[Position identification records]
— BEGIN —

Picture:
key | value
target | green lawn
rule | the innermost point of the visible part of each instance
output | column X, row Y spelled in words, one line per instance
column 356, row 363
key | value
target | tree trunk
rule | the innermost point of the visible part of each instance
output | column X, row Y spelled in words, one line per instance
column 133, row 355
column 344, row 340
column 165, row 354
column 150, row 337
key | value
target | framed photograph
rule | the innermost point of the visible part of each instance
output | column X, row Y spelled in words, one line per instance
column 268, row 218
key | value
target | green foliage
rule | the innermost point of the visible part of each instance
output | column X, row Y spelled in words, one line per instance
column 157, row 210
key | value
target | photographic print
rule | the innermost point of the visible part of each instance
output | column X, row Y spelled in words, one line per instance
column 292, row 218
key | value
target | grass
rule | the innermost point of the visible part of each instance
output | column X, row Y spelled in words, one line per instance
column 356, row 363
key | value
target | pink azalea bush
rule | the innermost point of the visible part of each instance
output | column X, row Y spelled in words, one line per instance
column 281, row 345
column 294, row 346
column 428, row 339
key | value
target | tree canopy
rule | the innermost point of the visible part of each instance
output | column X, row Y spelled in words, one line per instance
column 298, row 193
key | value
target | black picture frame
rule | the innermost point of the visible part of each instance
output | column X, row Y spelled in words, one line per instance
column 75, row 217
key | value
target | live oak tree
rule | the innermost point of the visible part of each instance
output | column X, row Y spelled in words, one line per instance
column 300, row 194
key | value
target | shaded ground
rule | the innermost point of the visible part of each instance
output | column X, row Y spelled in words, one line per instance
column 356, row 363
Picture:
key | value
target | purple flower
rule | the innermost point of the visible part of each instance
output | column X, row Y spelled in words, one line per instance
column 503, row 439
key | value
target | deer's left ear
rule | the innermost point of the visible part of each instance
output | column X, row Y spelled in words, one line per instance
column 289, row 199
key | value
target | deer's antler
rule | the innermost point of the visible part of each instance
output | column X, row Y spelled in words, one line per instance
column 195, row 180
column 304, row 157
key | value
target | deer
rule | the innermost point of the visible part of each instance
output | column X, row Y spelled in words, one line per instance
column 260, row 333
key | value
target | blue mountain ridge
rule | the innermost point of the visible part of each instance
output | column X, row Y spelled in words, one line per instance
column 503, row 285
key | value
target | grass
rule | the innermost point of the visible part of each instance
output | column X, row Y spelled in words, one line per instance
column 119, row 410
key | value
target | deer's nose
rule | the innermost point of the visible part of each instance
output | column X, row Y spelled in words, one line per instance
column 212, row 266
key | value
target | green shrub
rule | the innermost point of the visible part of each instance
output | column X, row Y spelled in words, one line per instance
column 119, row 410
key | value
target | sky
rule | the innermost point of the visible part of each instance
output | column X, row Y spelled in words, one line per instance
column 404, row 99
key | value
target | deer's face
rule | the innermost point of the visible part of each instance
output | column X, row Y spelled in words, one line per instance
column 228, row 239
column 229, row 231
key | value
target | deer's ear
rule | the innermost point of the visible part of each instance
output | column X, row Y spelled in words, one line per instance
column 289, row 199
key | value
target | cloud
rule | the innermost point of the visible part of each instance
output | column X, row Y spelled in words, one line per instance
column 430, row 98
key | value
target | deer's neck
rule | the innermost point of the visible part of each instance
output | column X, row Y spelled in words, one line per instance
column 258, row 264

— END —

Task goal: Find each line of the entries above that contains the string "tree" and copy those lines out in full.

Solution:
target | tree trunk
target | tree canopy
target | live oak tree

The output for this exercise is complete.